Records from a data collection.
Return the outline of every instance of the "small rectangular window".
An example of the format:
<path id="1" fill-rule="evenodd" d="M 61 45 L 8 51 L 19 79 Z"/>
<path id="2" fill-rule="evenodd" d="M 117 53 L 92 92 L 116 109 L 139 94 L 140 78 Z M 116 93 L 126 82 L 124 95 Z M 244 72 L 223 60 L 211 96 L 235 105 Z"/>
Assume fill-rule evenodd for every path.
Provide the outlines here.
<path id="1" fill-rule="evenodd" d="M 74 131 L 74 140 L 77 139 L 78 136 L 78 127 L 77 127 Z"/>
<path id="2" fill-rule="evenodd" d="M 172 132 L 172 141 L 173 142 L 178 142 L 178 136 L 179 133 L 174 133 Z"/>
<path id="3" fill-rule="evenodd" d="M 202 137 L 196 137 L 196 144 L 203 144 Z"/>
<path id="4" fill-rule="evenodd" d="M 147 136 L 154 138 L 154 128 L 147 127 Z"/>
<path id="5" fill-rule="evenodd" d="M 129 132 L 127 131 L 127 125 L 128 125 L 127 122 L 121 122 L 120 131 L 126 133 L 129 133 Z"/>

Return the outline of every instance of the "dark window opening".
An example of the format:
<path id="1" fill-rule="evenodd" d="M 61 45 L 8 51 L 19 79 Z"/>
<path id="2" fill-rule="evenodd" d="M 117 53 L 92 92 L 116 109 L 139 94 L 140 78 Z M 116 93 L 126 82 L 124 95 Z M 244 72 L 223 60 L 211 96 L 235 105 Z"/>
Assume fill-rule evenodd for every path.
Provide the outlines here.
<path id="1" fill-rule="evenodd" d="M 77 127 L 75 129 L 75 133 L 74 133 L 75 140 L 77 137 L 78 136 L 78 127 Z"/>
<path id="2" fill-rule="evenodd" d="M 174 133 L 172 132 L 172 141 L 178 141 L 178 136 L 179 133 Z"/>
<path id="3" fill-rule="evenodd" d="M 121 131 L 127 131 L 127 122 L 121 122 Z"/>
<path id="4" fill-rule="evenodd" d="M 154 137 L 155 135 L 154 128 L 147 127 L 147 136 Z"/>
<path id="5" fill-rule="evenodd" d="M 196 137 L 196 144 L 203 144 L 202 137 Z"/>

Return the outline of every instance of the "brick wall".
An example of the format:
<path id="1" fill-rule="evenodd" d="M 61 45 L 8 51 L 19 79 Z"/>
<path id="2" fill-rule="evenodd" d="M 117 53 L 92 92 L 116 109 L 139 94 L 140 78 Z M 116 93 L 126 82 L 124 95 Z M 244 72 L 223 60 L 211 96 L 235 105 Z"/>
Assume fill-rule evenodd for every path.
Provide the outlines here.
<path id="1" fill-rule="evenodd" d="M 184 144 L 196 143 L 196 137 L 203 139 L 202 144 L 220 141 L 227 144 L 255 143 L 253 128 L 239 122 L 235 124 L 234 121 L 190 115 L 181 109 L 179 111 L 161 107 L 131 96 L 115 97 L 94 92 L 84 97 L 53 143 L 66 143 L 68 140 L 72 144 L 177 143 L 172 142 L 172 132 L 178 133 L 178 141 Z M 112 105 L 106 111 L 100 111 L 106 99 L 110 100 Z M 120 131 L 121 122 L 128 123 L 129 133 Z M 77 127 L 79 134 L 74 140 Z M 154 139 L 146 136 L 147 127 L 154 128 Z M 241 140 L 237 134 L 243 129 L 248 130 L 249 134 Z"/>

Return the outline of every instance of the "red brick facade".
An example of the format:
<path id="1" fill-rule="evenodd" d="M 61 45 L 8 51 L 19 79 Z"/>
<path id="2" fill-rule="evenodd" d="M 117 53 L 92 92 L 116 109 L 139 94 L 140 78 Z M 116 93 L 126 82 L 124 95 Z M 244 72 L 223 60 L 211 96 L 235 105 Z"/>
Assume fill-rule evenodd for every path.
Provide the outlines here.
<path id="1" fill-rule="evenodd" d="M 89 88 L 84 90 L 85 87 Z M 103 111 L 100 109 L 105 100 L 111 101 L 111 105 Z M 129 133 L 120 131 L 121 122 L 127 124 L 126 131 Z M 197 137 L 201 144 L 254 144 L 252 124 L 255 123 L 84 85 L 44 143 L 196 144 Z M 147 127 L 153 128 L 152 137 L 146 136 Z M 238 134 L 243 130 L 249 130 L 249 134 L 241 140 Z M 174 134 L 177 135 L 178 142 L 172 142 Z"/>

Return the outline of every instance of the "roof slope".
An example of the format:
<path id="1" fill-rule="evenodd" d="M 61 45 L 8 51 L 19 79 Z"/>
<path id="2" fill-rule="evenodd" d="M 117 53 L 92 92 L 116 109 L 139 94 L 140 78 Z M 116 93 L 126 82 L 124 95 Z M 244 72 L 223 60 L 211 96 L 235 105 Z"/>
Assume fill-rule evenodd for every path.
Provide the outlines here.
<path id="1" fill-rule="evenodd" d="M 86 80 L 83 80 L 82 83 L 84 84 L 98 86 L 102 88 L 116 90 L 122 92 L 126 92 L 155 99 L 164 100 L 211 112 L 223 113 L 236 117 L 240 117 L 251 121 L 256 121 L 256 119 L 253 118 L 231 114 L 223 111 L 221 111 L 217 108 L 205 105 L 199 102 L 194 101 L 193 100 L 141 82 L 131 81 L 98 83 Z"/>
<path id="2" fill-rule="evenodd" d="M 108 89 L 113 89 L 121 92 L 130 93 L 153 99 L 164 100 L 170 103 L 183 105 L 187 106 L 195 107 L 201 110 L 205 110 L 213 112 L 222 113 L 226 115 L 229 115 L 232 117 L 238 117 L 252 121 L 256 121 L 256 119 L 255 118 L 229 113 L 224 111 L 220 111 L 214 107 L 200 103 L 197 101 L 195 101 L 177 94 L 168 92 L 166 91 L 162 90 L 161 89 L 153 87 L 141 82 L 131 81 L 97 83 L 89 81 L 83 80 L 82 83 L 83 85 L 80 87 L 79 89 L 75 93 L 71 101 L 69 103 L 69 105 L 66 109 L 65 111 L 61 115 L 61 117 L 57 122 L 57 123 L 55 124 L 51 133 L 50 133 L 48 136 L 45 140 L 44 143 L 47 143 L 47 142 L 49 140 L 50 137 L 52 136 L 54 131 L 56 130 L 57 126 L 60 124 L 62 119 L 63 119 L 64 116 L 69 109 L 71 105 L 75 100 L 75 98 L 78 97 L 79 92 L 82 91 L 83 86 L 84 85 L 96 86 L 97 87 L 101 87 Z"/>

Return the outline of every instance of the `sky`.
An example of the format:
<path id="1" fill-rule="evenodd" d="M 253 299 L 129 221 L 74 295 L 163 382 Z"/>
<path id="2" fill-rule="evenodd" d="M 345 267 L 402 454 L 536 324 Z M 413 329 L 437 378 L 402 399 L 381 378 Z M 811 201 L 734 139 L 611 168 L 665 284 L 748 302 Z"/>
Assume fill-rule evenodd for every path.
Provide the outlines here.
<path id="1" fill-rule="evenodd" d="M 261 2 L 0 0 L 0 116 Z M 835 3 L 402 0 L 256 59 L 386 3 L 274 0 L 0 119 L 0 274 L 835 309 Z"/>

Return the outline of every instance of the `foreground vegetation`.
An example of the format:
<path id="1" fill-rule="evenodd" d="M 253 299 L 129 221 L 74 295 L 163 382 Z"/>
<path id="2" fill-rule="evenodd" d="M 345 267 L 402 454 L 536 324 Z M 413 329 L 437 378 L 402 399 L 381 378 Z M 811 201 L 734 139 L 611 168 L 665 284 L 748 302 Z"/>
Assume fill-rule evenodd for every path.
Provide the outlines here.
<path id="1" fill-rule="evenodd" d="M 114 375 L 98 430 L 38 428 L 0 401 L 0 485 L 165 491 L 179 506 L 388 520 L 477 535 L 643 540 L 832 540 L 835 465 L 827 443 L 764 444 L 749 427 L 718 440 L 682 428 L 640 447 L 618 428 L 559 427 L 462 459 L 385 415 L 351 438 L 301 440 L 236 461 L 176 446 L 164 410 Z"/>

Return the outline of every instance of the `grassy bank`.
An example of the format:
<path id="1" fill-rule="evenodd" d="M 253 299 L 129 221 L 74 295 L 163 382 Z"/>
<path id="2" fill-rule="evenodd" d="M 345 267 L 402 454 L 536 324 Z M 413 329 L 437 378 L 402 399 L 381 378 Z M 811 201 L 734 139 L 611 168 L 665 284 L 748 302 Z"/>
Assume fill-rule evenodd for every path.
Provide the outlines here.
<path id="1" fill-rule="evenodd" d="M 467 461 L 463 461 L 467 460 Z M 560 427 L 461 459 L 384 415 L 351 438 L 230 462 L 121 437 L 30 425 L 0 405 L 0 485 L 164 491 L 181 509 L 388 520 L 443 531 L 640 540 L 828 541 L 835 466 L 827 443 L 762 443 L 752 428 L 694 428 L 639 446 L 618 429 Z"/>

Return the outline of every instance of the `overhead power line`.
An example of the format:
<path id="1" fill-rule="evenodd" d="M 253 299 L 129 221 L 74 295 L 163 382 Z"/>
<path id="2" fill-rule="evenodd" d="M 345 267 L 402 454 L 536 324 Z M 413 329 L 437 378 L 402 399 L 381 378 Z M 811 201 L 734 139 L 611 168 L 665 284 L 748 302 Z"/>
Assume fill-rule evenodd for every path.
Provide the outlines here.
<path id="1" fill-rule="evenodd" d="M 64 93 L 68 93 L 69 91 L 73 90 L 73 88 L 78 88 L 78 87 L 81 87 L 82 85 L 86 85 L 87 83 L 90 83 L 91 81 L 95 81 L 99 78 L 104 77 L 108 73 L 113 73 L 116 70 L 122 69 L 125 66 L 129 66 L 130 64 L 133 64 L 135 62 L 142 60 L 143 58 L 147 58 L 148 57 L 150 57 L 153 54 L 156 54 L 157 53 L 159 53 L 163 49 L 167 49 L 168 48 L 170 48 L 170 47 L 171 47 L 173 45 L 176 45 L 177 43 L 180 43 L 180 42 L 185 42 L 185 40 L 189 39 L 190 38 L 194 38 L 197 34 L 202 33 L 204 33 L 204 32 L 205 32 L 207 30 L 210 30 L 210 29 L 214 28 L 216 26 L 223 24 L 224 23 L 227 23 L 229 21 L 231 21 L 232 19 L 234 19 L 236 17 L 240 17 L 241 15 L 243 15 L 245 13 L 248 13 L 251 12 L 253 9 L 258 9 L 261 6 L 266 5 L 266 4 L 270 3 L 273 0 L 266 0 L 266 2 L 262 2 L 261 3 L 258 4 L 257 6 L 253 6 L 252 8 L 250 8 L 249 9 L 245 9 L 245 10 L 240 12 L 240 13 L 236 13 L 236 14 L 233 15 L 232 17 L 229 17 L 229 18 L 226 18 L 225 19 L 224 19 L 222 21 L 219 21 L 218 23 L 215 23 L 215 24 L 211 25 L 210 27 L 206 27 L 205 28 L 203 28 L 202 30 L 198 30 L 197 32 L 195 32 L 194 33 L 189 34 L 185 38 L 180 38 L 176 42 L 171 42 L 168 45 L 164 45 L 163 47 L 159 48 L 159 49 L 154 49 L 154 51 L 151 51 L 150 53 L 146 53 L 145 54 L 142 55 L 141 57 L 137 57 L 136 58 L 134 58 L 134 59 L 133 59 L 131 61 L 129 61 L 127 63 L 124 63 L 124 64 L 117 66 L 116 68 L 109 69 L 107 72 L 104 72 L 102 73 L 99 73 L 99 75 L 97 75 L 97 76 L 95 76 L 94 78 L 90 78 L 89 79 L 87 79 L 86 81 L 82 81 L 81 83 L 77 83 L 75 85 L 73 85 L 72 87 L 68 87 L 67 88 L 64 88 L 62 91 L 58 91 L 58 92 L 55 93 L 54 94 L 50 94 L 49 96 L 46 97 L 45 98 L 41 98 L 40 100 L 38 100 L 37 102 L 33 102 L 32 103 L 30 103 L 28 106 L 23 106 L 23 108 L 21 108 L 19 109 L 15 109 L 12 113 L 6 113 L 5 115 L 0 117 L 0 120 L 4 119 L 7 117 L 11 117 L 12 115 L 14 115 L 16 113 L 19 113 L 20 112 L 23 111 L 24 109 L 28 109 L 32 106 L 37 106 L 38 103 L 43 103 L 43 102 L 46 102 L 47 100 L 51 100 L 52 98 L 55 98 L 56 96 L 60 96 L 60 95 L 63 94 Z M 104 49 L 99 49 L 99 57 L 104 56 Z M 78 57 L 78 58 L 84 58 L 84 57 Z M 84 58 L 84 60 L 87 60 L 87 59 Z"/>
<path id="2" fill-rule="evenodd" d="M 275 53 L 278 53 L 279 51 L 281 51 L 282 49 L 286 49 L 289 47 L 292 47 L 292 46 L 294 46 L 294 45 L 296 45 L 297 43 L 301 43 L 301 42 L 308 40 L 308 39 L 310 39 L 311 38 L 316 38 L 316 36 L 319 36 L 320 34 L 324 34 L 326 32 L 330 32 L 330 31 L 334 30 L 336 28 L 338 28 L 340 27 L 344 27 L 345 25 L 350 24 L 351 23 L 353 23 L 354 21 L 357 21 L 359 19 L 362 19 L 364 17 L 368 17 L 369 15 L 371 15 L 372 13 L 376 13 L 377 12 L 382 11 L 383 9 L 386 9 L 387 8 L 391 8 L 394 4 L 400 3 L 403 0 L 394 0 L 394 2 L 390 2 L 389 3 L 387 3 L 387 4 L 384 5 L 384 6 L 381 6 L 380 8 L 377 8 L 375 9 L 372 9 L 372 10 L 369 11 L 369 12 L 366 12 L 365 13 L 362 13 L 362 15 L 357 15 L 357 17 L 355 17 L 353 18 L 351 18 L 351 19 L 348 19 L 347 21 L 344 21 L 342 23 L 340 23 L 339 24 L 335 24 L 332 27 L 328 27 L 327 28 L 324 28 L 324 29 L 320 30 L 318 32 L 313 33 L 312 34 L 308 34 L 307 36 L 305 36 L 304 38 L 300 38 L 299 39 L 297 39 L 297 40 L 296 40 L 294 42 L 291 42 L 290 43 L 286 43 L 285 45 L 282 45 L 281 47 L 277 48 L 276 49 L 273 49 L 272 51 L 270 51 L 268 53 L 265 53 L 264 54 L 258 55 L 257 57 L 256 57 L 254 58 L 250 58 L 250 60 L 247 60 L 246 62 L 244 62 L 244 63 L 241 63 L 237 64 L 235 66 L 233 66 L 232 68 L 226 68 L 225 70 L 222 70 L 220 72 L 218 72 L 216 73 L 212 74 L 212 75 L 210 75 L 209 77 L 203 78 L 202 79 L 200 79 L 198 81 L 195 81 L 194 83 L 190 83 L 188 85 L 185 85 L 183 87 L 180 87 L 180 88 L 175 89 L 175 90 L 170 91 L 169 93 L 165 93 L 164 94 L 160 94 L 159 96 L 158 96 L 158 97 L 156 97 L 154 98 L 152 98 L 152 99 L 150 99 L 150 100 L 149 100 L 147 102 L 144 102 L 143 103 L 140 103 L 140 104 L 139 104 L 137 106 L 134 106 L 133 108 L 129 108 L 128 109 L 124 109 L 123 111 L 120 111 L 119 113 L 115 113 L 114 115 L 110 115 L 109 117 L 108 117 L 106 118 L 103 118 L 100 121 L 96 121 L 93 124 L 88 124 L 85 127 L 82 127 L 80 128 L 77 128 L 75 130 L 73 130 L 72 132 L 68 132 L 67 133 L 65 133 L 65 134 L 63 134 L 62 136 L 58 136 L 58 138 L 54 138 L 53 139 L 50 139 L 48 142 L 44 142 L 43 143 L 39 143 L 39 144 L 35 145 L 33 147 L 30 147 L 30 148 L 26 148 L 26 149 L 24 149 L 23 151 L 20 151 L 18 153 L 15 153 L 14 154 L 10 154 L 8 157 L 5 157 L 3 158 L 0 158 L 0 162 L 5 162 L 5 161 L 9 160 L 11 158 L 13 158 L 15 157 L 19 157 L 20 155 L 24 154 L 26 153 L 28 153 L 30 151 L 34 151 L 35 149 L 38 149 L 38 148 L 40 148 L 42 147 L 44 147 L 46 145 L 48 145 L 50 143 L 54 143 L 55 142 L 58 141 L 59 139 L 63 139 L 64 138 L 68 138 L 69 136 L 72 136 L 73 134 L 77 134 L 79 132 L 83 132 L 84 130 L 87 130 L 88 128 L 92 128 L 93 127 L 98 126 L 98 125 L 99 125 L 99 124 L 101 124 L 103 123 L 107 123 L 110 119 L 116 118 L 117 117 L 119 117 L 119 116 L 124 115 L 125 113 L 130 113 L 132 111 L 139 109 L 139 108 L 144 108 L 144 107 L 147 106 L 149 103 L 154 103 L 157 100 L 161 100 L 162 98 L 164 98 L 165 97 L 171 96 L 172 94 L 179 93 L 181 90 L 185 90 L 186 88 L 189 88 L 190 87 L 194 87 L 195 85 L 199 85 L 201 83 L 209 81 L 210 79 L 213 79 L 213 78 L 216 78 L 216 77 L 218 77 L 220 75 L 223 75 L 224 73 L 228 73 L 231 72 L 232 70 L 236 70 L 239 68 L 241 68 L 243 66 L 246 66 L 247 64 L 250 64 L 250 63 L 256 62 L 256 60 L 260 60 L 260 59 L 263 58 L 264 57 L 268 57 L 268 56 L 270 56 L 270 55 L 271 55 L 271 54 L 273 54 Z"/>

To be done. Pick out every line in the records above that contains the word "instance", treating uppercase and lowercase letters as different, and copy each of those lines.

Written reply.
Return the outline of every instance of the "small rectangular window".
Return the outline of every instance of the "dark window opening".
Return the outline of every instance of the "brick wall".
Return the outline of every instance of the "red brick facade".
Return the outline of every instance of the "roof slope".
Return the outline of every instance of the `sky`.
Return the outline of every instance of the `foreground vegetation`.
Return the outline of every instance of the `grassy bank`.
Return the outline of every instance of the `overhead power line`.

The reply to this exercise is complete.